• [Parts of the exercise]
1: In the post on concepts being dropped from C++0x, on what date were concepts voted out of the draft?
2: Please write the next few paragraphs of the post on concepts being dropped from C++0x, picking up after its final sentence.

----- Text excerpt

Alas, Concepts, We Hardly Knew Ye

22 July 2009 @ 09:19
 in Programming

While catching up on recent postings to Lambda the Ultimate, I was rather surprised to discover that last week concepts were, by a vote of the committee members, completely removed from the C++0x draft specification.

On Monday, July 13th 2009 Concepts were dramatically voted out of C++0x during the C++ standards committee meeting in Frankfurt. [...] When I first heard the news, I couldn’t believe it. Concepts were supposed to be the most important addition to core C++ since 1998. Tremendous efforts and discussions were dedicated to Concepts in every committee meeting during the past five years. After dozens of official papers, tutorials and articles — all of which were dedicated to presenting and evangelizing Concepts — it seemed very unlikely that just before the finishing line, Concepts would be dropped in a dramatic voting.

C++0x is the next version of the C++ language standard. It should more properly be called C++1x, since the chances of it being released within the year are like the chances that Microsoft would contribute code to the Linux kernel — er, bad example. Anyway, the point is that it’s not going to be done this year.

While I’ve been following the development of C++0x with interest, I haven’t been immersing myself in the implementation details. In essence, I want to know what’s coming up, but I’m not too interested in committing to memory the nuts and bolts of a specification that is likely to be revised several more times before it is finalized. I’m not totally abstaining from C++0x until it’s done. I do use some features where they are useful and already implemented, for example I am using unordered_map, the standard library’s version of a hash table, in the latest iteration of my work on the lottery problem. However, my understanding of the majority of C++0x features has been relatively, for lack of a better word, “conceptual”.

The layman’s understanding that I had of the C++0x concepts feature led me to react with shock to learning of it’s removal. It sounded incredibly useful, and I didn’t see what could be such a big problem that it would have to be ripped out entirely. That changed when I read more about concepts as they (were going to) exist in C++0x.

According to the InformIT article that I linked above, the straw that broke the camel’s back was a paper by Bjarne Stroustrup entitled “Simplifying the Use of Concepts”. This paper, ironically, was intended to champion the retention of the concepts feature, and to propose solutions for some of the feature’s outstanding problems. According to that article, this paper “scared folks.” That’s a description that’s hard to interpret until you read the paper itself, which if you have any interest in C++0x or any curiosity about why concepts were removed, I strongly suggest you do. Let me give my reaction to it.

First, some background. The current C++ standard library already has concepts, and uses them heavily. The most easily demonstrable example of concepts in the current C++ standard library is iterators. You have ForwardIterators, BidirectionaIterators, RandomAccessIterators, etc, etc. These each specify behavior semantics and usage syntax for different kinds of iteration. For example, a ForwardIterator must (among other things) support operator++ and be re-usable over the same collection. Yet if you go looking for a class called ForwardIterator to use as a superclass of your iterator, you will find nothing.

----------
----- Information given

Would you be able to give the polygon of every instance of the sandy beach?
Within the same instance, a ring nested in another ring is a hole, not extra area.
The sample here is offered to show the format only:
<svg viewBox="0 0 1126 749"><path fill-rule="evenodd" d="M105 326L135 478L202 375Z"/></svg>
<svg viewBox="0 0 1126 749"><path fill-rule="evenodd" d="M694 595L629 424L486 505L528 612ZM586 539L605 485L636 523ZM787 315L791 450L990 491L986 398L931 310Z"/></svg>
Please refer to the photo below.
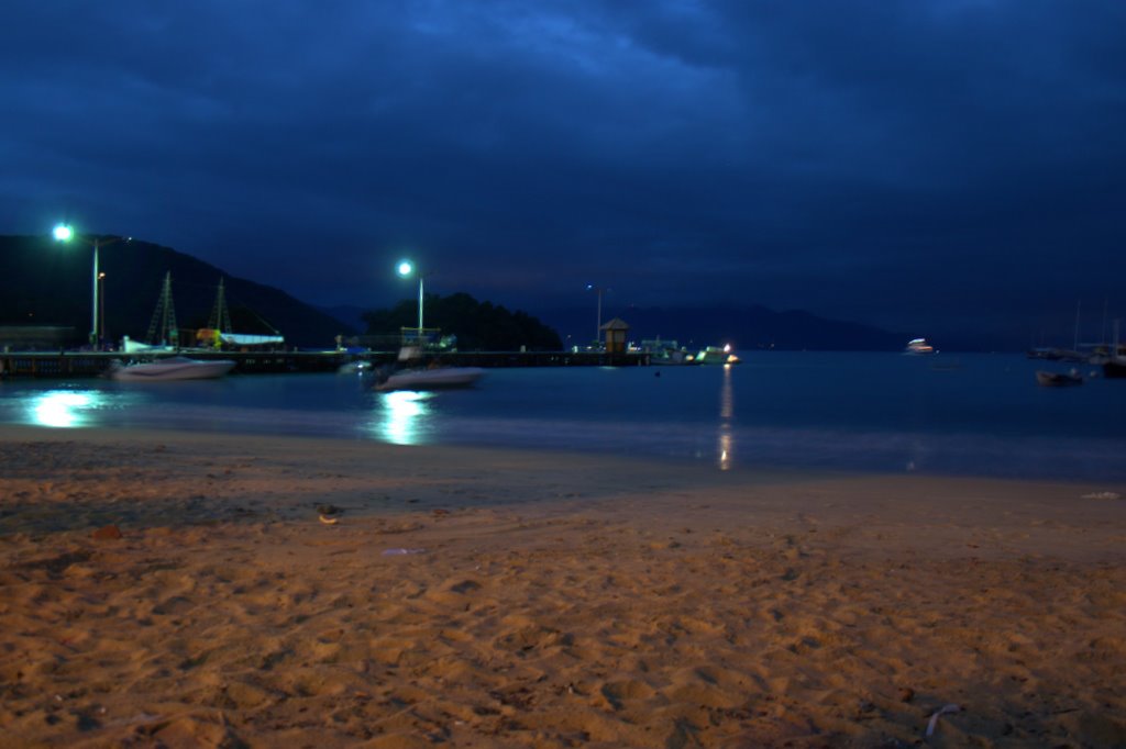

----------

• [Written answers]
1: Monday, July 13th 2009.

2:
The fundamental difference between the concepts currently in the standard library and the concepts that were until recently part of the C++0x draft is that the compiler is totally ignorant of concepts as they exist in C++ today. Today, concepts exist only in the documentation for the standard library; the compiler is completely ignorant of them. The only ways for a programmer to be sure that he or she has conformed to a required concept is to either read the documentation, to read the implementation code and infer the concept requirements, or to guess what the concept requirements are and to refine that guess as a result of each compiler error that arises. C++0x concepts aimed to give a language-supported and compiler-understood mechanism for defining the requirements of a concept in code.

Years ago, my first reaction to concepts, both in C++98 and C++0x forms, was “that’s neat, but why don’t they just use interfaces?” After all, generics in Java accomplish this rather elegantly through the use of interfaces, wildcards, and wildcard binding. The answer is that interfaces are inherently an object-oriented construct, and C++ is not just an object-oriented programming language.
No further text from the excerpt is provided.